Collected data
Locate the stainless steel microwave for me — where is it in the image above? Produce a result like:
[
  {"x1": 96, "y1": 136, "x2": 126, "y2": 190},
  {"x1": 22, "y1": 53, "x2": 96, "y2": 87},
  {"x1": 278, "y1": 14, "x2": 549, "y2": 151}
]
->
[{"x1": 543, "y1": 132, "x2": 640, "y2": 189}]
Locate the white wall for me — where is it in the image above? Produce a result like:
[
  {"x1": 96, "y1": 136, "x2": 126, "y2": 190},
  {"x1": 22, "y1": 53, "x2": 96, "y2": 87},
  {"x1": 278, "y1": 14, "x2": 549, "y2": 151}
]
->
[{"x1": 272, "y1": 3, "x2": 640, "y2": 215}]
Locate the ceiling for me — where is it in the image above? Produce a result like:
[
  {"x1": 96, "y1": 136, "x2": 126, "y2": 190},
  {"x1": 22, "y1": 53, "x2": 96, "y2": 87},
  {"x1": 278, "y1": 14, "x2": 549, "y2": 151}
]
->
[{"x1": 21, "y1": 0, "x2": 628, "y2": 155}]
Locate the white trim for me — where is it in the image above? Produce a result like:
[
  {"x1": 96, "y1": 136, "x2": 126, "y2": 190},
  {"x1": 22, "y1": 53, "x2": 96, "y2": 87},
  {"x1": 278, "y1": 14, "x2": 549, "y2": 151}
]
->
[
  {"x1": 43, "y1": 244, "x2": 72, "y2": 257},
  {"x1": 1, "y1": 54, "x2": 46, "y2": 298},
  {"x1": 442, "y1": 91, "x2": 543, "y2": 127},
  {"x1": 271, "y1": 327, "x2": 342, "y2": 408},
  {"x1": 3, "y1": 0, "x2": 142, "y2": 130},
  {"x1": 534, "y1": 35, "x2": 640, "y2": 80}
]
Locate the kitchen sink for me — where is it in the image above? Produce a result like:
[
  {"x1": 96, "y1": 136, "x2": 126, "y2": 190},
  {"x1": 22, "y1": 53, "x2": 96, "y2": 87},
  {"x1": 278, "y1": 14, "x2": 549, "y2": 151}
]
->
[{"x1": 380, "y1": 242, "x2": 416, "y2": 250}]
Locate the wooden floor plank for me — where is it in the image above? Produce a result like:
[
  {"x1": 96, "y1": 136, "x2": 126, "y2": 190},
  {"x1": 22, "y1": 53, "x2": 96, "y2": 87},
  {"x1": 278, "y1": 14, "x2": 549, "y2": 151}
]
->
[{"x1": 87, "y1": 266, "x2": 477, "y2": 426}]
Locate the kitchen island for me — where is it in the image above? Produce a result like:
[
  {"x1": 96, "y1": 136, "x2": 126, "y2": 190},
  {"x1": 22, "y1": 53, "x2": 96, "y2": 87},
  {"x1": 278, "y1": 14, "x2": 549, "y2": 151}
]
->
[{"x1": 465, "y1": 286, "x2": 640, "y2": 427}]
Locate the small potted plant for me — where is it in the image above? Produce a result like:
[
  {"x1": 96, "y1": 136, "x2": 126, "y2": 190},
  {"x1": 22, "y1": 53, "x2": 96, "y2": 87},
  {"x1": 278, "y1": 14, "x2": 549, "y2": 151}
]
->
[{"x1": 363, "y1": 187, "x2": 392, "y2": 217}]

---

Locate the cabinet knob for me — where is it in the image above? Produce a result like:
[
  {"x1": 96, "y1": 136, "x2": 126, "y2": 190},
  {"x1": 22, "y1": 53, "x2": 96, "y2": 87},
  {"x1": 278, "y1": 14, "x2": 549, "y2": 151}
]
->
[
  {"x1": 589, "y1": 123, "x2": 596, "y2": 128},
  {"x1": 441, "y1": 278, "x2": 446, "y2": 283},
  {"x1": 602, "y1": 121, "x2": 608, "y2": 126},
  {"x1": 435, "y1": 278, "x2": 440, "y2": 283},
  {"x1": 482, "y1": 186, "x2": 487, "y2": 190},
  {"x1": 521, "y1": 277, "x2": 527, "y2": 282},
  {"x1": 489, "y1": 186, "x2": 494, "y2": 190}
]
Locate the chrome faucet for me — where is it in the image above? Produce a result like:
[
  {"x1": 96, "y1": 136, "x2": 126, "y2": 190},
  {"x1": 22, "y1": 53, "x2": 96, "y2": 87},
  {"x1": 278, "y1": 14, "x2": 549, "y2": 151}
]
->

:: AIM OF THE EXERCISE ::
Report how many lines of the records above contain the word "result", giving only the number.

:: SOLUTION TO THE EXERCISE ::
10